> [WHAT YOU NEED TO DO]: Collect every line in the records below that contains the word "truck", and copy each one in full.

____

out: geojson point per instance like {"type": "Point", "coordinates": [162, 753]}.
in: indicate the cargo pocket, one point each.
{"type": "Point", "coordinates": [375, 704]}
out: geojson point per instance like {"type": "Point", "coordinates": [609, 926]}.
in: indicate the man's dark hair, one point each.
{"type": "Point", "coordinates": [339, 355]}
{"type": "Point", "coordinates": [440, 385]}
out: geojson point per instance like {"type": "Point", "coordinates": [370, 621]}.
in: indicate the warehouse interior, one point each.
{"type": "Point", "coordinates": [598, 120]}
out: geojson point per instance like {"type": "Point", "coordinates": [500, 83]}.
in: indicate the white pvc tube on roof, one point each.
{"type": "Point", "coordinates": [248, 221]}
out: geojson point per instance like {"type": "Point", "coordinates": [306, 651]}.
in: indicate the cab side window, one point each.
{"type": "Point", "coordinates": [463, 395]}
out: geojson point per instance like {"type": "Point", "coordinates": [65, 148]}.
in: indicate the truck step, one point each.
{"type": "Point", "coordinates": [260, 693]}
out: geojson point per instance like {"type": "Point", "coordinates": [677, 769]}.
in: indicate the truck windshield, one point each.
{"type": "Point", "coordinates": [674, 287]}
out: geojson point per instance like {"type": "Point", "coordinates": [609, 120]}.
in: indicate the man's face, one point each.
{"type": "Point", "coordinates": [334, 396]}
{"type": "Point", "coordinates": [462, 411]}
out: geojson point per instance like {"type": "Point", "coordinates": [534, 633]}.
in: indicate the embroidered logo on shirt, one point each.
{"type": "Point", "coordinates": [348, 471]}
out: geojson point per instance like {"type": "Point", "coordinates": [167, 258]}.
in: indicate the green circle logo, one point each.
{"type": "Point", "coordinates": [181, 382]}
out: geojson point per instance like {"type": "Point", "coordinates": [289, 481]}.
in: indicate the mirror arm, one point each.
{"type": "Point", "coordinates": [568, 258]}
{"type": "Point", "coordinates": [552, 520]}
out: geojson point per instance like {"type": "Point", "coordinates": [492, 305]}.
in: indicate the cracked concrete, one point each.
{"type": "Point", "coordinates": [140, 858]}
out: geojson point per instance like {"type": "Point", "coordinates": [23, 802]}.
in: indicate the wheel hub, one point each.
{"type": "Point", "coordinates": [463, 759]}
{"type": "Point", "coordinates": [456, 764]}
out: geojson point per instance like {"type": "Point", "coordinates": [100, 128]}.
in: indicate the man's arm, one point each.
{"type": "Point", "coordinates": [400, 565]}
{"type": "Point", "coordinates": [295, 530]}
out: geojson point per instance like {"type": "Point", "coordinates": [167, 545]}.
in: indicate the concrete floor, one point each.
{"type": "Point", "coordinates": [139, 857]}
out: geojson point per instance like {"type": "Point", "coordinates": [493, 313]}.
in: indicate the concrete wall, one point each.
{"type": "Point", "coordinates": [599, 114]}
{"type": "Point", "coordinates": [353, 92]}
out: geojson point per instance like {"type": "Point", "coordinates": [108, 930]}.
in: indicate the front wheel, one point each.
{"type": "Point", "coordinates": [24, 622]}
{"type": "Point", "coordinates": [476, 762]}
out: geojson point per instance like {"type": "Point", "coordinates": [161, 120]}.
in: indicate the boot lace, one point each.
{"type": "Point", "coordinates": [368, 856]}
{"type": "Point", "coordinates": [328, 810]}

____

> [EXERCISE RESULT]:
in: indicate the truck step, one point each.
in: indicate the truck windshield, one point each.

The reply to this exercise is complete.